Quoted text -
--- BEGIN ---

Holders of ordinary shares are convened to an Ordinary Shareholders' Meeting of Orsero S.p.A. ("Orsero," the "Company," or the "Issuer"), exclusively by means of telecommunication, for April 29, 2024, at 5:00 p.m., on single call,

Orsero hereby announces that - in accordance with Art. 106 of Decree Law no. 18/2020, converted, with amendments, by Law no. 27/2020 and most recently extended by Law no. 18/2024 "Conversion into law, with amendments, of Decree-Law no. 215 of December 30, 2023, containing urgent provisions on regulatory deadlines" (the "Decree") - participation in the Shareholders' Meeting, subject to this notice, will take place exclusively via the designated representative set forth in Art. 135-undecies of Italian Legislative Decree 58/1998, as amended ("TUF"), without their in-person participation.

The Shareholders' Meeting is called to discuss and pass resolutions on the following

AGENDA

    1. Approval of the separate financial statements as at December 31, 2023, complete with the reports by the Board of Directors, the Board of Statutory Auditors and the Independent Auditors. Presentation of the 2023 consolidated financial statements. Presentation of the 2023 Sustainability Report - Consolidated Non-Financial Statement prepared in accordance with Italian Legislative Decree no. 254/2016. Allocation of the profit for the year and distribution of the dividend. Related and consequent resolutions:
    2. 1.1 Approval of the separate financial statements as at December 31, 2023, complete with the reports by the Board of Directors, the Board of Statutory Auditors and the Independent Auditors;
    3. 1.2 Allocation of the profit for the year and distribution of the dividend.
    1. Report on the "2024 Remuneration Policy and 2023 Fees Paid" pursuant to Art. 123-ter of the TUF:
    2. 2.1 Binding resolution on "Section One" on the remuneration policy pursuant to Art. 123-ter, paragraphs 3-bis and 3-ter of the TUF;
    3. 2.2 Non-binding resolution on "Section Two" on fees paid pursuant to Art. 123-ter, paragraph 6 of the TUF.

Share capital

The share capital subscribed and paid up is Euro 69,163,340.00 and is represented by 17,682,500 ordinary shares with no nominal value. Each ordinary share grants the right to one vote. As of the date of this notice, the Issuer holds 753,137 treasury shares, with suspended voting rights pursuant to Art. 2357-ter of the Italian Civil Code. Detailed information on the amount of the share capital and its composition is available on the Issuer's website (www.orserogroup.it, "Investors/Shareholding Structure" section).

Attendance at the Shareholders' Meeting

Pursuant to Art. 106, paragraph 4 of the Decree, attendance at the meeting by those entitled to vote will take place exclusively through Monte Titoli S.p.A., with registered office in Milan, Piazza degli Affari no. 6, part of the Euronext Group (hereinafter "Monte Titoli"), the Company's Designated Representative pursuant to Art. 135-undecies of the TUF (the "Designated Representative"), to whom a proxy must be given, in the manner and under the conditions set forth below.

--- END ---

Given instruction 1 - Transcribe the part of the shareholders' meeting notice from "Attendance at the Shareholders'" up to and including "set forth below.".

Records supplied -
--- BEGIN ---

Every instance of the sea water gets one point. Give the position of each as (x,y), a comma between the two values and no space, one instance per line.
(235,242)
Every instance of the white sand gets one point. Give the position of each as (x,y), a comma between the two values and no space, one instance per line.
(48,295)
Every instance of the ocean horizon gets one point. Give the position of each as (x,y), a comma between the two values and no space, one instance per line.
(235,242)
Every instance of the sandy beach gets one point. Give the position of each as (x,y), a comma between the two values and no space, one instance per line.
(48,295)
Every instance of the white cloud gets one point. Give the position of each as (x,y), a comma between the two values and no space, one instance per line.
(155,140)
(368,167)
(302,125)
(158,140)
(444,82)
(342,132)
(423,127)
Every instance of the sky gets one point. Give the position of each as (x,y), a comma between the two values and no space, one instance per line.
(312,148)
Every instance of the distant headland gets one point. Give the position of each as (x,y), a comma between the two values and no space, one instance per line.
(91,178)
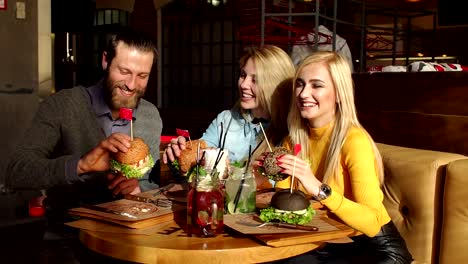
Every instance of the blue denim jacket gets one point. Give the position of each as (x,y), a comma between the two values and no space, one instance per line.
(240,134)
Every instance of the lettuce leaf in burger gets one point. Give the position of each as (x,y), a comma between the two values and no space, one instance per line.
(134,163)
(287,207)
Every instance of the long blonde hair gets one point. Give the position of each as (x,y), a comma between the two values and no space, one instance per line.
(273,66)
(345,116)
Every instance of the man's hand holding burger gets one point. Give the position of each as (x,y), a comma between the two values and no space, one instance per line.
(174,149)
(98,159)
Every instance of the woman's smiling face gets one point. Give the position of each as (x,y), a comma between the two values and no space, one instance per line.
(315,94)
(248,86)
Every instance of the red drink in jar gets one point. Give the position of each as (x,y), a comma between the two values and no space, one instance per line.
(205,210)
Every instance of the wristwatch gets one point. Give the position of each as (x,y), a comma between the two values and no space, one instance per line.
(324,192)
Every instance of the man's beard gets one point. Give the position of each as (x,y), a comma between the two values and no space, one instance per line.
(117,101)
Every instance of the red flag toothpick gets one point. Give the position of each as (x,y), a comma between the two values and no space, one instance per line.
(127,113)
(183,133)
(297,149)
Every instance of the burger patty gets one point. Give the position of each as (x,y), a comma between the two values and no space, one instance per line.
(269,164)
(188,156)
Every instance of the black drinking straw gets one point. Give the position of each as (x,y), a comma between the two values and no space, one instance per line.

--- END ---
--- BEGIN ---

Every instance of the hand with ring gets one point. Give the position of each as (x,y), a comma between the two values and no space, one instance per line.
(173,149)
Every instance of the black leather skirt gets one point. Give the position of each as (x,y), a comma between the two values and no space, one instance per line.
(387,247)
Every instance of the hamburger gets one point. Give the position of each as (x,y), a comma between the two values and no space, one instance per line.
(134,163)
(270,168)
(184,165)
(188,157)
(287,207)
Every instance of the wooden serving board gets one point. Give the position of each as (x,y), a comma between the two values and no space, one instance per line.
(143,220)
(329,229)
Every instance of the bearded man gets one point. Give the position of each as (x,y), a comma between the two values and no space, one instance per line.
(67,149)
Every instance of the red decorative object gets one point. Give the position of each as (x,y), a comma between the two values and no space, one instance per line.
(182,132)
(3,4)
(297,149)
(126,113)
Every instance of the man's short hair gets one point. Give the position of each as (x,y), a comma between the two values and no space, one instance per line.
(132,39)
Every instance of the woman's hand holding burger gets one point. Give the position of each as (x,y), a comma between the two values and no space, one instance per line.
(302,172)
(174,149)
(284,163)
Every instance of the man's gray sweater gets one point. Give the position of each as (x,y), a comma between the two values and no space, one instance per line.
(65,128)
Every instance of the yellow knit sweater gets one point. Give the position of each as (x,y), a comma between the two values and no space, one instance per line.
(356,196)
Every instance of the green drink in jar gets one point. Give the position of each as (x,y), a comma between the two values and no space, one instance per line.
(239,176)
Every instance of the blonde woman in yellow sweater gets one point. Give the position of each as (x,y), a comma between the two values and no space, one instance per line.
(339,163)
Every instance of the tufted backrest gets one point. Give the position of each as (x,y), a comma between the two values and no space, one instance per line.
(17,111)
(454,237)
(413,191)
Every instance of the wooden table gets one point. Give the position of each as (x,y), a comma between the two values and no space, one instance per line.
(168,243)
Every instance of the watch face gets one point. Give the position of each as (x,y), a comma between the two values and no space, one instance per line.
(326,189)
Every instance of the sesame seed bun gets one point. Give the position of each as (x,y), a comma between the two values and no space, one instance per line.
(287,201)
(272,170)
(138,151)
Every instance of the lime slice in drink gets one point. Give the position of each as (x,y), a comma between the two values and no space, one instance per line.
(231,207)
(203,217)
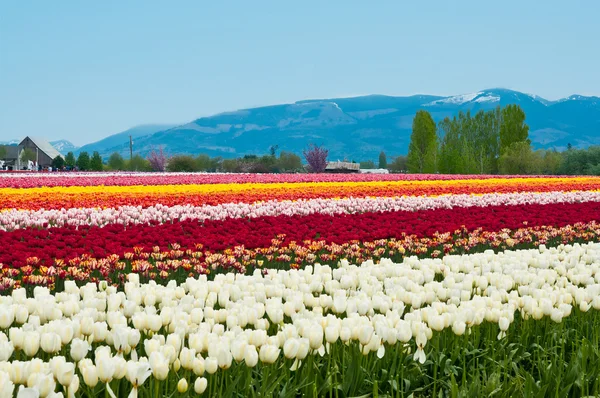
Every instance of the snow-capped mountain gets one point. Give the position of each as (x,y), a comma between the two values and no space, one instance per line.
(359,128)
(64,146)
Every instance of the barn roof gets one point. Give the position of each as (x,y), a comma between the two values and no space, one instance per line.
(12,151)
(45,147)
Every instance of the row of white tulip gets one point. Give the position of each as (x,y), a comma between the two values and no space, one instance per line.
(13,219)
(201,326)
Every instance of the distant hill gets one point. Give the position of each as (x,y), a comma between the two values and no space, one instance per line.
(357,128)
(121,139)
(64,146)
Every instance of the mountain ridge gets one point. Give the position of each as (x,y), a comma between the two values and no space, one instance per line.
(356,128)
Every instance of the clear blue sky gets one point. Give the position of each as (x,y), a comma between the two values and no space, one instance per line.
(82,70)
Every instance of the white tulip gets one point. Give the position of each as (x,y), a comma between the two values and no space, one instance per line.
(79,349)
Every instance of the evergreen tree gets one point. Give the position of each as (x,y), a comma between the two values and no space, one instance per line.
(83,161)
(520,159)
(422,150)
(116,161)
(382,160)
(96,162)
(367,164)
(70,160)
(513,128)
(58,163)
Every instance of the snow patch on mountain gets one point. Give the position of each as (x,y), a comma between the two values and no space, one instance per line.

--- END ---

Given instruction 2 - In the records, switch "point" to "marker" from the line with "Every instance of the white tulip" up to and including the line with "Every instance of the snow patch", leaving everything else unchanged. Give only those lines.

Correct response 1 -
Attendance at the Shareholders' Meeting

Pursuant to Art. 106, paragraph 4 of the Decree, attendance at the meeting by those entitled to vote will take place exclusively through Monte Titoli S.p.A., with registered office in Milan, Piazza degli Affari no. 6, part of the Euronext Group (hereinafter "Monte Titoli"), the Company's Designated Representative pursuant to Art. 135-undecies of the TUF (the "Designated Representative"), to whom a proxy must be given, in the manner and under the conditions set forth below.

Correct response 2 -
Every instance of the white tulip gets one marker. Give the position of each as (x,y), a comma between the two values and no space, one instance per line.
(79,349)
Every instance of the evergreen tree gets one marker. Give the position of each as (x,y), a comma between the two values and no space, one instance per line.
(83,161)
(520,159)
(422,150)
(116,161)
(382,160)
(96,162)
(367,164)
(70,160)
(513,128)
(58,163)
Every instance of the snow patch on mountain gets one marker. Give the position of each as (x,y), a comma between the two values and no space, one instance per line.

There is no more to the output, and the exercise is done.